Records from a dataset
##########
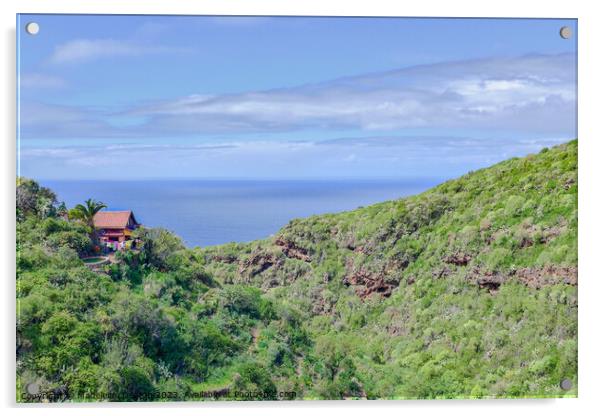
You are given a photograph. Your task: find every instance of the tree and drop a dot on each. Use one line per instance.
(33, 199)
(87, 211)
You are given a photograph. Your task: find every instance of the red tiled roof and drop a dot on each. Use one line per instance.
(112, 219)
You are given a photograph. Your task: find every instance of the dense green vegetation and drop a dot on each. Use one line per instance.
(467, 290)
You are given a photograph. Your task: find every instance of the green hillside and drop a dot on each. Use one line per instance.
(466, 290)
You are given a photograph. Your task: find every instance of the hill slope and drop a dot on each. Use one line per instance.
(466, 290)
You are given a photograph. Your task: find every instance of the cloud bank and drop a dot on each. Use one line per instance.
(529, 94)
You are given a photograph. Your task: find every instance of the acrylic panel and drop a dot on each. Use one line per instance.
(295, 208)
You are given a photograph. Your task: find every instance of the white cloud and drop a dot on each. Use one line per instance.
(34, 80)
(84, 50)
(534, 93)
(531, 95)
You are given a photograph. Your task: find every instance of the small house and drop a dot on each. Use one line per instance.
(115, 227)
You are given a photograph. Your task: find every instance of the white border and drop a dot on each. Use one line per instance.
(590, 233)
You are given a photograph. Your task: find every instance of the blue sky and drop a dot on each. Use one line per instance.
(109, 97)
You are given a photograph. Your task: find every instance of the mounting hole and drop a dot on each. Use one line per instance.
(32, 28)
(566, 32)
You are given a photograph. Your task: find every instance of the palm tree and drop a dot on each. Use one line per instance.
(87, 211)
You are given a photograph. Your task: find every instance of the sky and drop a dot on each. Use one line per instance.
(161, 97)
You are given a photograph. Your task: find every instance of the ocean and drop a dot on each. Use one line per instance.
(211, 212)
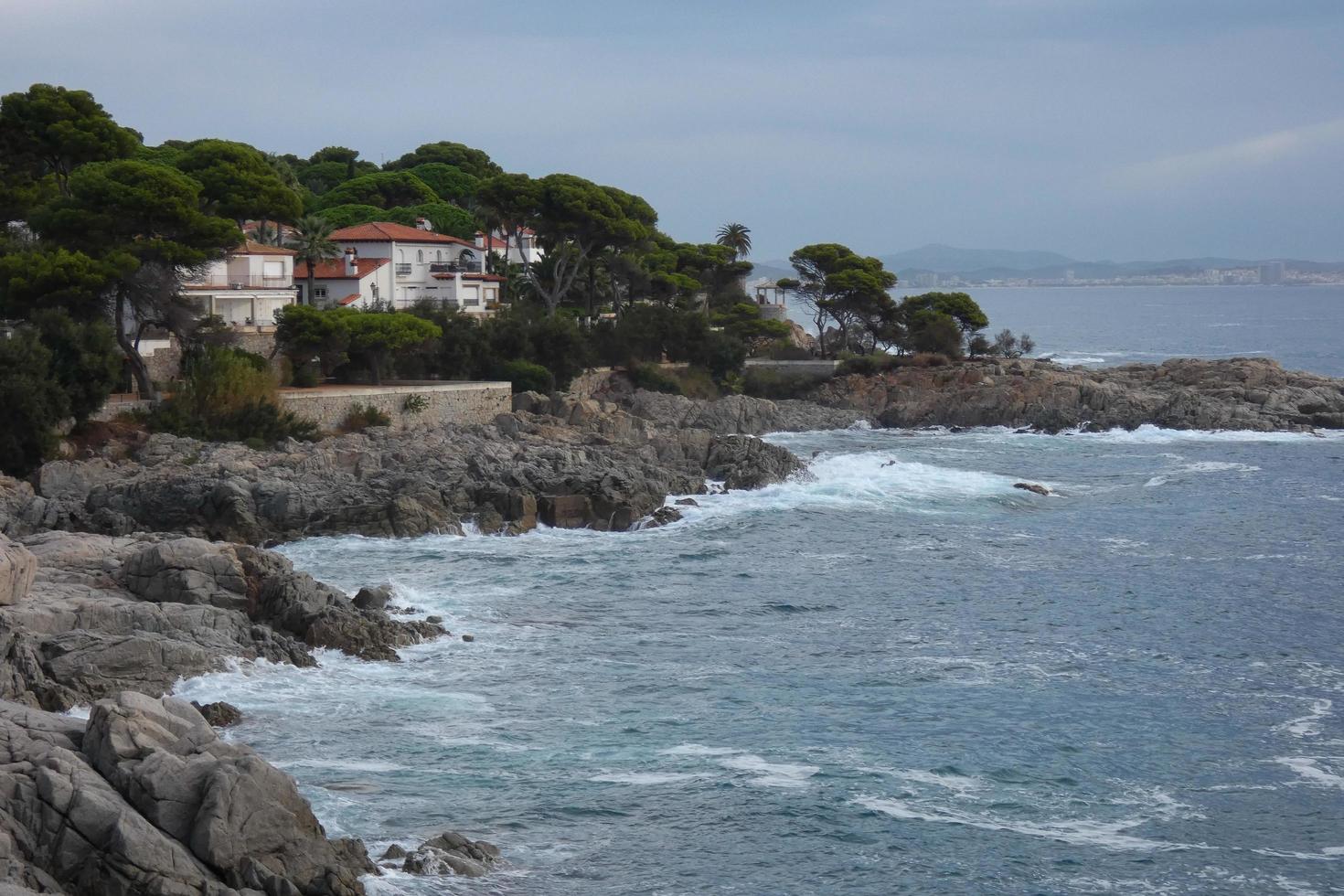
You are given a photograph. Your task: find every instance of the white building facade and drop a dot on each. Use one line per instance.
(395, 265)
(246, 286)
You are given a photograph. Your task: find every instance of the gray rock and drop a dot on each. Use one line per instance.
(17, 569)
(452, 853)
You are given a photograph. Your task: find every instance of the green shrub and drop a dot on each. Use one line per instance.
(774, 384)
(649, 377)
(363, 417)
(527, 377)
(228, 395)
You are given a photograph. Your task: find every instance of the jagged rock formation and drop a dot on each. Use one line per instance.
(145, 798)
(1238, 394)
(108, 614)
(565, 461)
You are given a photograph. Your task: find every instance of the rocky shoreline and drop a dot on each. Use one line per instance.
(136, 566)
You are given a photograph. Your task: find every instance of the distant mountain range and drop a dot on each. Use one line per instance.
(1001, 263)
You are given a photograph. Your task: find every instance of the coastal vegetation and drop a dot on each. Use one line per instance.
(105, 229)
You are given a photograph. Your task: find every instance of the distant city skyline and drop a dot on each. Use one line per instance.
(1131, 129)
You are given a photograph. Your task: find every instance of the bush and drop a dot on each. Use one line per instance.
(527, 377)
(774, 384)
(363, 417)
(649, 377)
(228, 395)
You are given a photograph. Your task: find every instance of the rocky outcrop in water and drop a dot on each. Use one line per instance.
(144, 798)
(108, 614)
(560, 460)
(1238, 394)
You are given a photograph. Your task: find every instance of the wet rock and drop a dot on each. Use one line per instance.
(663, 516)
(372, 598)
(219, 713)
(451, 853)
(17, 569)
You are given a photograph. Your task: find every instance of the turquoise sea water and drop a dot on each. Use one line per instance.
(901, 677)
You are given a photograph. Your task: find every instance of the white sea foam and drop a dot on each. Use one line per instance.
(771, 774)
(1072, 830)
(698, 750)
(1310, 773)
(644, 776)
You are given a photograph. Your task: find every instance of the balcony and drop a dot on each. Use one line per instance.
(242, 281)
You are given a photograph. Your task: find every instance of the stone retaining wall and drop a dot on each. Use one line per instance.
(817, 367)
(461, 403)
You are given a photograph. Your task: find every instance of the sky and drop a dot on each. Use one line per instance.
(1103, 129)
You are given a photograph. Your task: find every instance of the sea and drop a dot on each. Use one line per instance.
(900, 675)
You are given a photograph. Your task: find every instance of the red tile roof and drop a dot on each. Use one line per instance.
(385, 231)
(336, 269)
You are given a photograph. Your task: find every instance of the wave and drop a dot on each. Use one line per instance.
(1081, 832)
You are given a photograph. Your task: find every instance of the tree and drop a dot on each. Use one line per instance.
(386, 189)
(575, 218)
(445, 218)
(958, 306)
(745, 324)
(508, 203)
(57, 278)
(735, 237)
(143, 220)
(240, 182)
(375, 335)
(31, 403)
(840, 285)
(85, 359)
(305, 335)
(312, 243)
(474, 162)
(50, 131)
(449, 182)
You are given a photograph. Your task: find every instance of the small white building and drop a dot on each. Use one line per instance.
(415, 265)
(246, 286)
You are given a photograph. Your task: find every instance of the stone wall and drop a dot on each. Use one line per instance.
(461, 403)
(818, 367)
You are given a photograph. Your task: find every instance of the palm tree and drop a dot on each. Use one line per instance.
(312, 245)
(735, 237)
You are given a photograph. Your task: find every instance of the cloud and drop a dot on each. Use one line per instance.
##########
*WHAT NEEDS TO BE DONE*
Apart from the pictures, the entries above are to be repeated in full and exactly.

*SOLUTION BELOW*
You are given a photograph. Your task: find every instance of the tree and drop a dot on each. Use one line per instance.
(33, 199)
(87, 211)
You are given a photograph. Your task: find every instance of the red tiled roof and drop a dot on each. Use one line per instance.
(112, 219)
You are given a photograph. Your task: find every instance of the dense green vegetation and drop a dot on each. Use one line per instance.
(467, 290)
You are given a photograph. Your task: find every instance of the green hillside and drop a dot on each. Use one line per instance.
(466, 290)
You are given a photograph. Your task: find every instance of the hill slope and drop a dot on each. Use one line per instance.
(466, 290)
You are given a photograph. Your task: find every instance of the cloud bank and drop a dot on each. Use one line per instance.
(529, 94)
You are given a photograph. Your task: find every instance of the acrylic panel and drop a dot on each. Use one line per instance.
(295, 208)
You are given a photograph. Your task: find every instance of the white cloud and drop a dot on each. Use one line per instance.
(34, 80)
(84, 50)
(534, 93)
(531, 95)
You are given a photograph. Your task: find every instance of the small house and drop a dot on each. Use one line per instance.
(115, 227)
You are given a photograph. Your task: find every instance of the white border and drop a dot on each. Use one line per instance.
(590, 233)
You are given a photograph. Your task: find every instance of the blue sky and drop a dot on each. Use one line per instance.
(109, 97)
You are given a photograph. Your task: find every instance of the mounting hole and drop a dot on each. Use one line per instance.
(32, 28)
(566, 32)
You are given a photograph. Your task: find every instance of the palm tree and drop a dot on each. Use one line per instance.
(87, 211)
You are given a photograph. Your task: find every instance of the sky and drop a dot on each. Use one line per instance.
(161, 97)
You are given a photograph. Your task: find every instance of the ocean and drop a dot on each. Use one line per instance.
(211, 212)
You are given a photograph. Your task: find every instance of the white building facade and drop a dot on each. Use one line per instance.
(395, 265)
(246, 286)
You are given a photograph. Your task: find every instance of the gray rock and drop a dot on each. Use one line per instance.
(17, 569)
(452, 853)
You are given a photograph. Your task: find every instance of the green shrub and drop a dot on each. Use one line per instance.
(774, 384)
(649, 377)
(363, 417)
(527, 377)
(228, 395)
You are given a photograph. Your task: find every instance of the jagged rock formation and drop a dot on each. Use one line per instance.
(145, 798)
(1238, 394)
(108, 614)
(565, 461)
You are given a photograph. Your task: find every instance of the rocky shoreline and drop a dot on each. Use one line per instance.
(136, 566)
You are given a photograph. Your task: find every instance of the distant mountain range and drop a dot on each. Use one line per instance.
(1001, 263)
You are given a photograph. Your task: find every instance of the coastal vegetation and drop a dot on each. Use one line per instance.
(105, 229)
You are given a photograph. Your task: find every instance of the distant city skyline and drop a dot on each. Use one line per instance.
(1131, 129)
You are given a photograph. Your task: find every instance of the bush and drop a dot on each. Use one line per instance.
(527, 377)
(774, 384)
(363, 417)
(649, 377)
(228, 395)
You are given a photograph. Your task: find every instance of the rocky outcrop in water and drop a dot on each. Use one line per instance.
(144, 798)
(108, 614)
(560, 460)
(1238, 394)
You are given a photograph. Your task: find every instance of the wet rock and drop a dot on each. Use one line per instance.
(663, 516)
(372, 598)
(219, 713)
(451, 853)
(17, 569)
You are given a photograph. Your task: find every instance of the turquoise sea water and drop a dot on each. Use one line per instance.
(901, 677)
You are given a photograph. Your task: find every instance of the white sea foam and drop a dot on each. Use one line per instance.
(771, 774)
(1072, 830)
(698, 750)
(1310, 773)
(644, 776)
You are given a photograph. Your task: find every instance of the balcony and drop a dot on each. Use one line per instance.
(242, 281)
You are given a photograph. Your task: find every instance of the stone retaining wall and drop a dot on each. Use one line per instance.
(817, 367)
(461, 403)
You are given a photograph. Your task: find every instance of the sky and drop a dot on each. Use one line per instance.
(1103, 129)
You are given a photograph. Your task: find every instance of the sea and drop a dot on each. Use one line per instance.
(900, 675)
You are given a photograph. Your task: find every instance of the red tile roof and drop a dot on each. Use one line per instance.
(385, 231)
(336, 269)
You are given a photograph. Your task: find every instance of the wave and drop a dot on each. Use one line per instance.
(1081, 832)
You are given a photograph. Your task: find every instance of the tree and drop a dot on each. Use one line per instance.
(386, 189)
(575, 218)
(445, 218)
(958, 306)
(745, 324)
(508, 203)
(57, 278)
(735, 237)
(143, 220)
(240, 182)
(375, 335)
(31, 403)
(840, 285)
(85, 359)
(305, 335)
(312, 243)
(474, 162)
(50, 131)
(449, 182)
You are given a photograph. Your task: find every instance of the small white building and drop a dot on each. Use one line per instance.
(415, 265)
(246, 286)
You are given a photograph. Your task: find every instance of the stone wall and drop a dot on each. Use one line per instance.
(461, 403)
(818, 367)
You are given a photograph. Your task: find every instance of the palm tree and drop a dot on each. Use one line per instance.
(312, 245)
(735, 237)
You are given a photograph. Your task: find every instance of the cloud and drop a dot on each. Use one line per instance.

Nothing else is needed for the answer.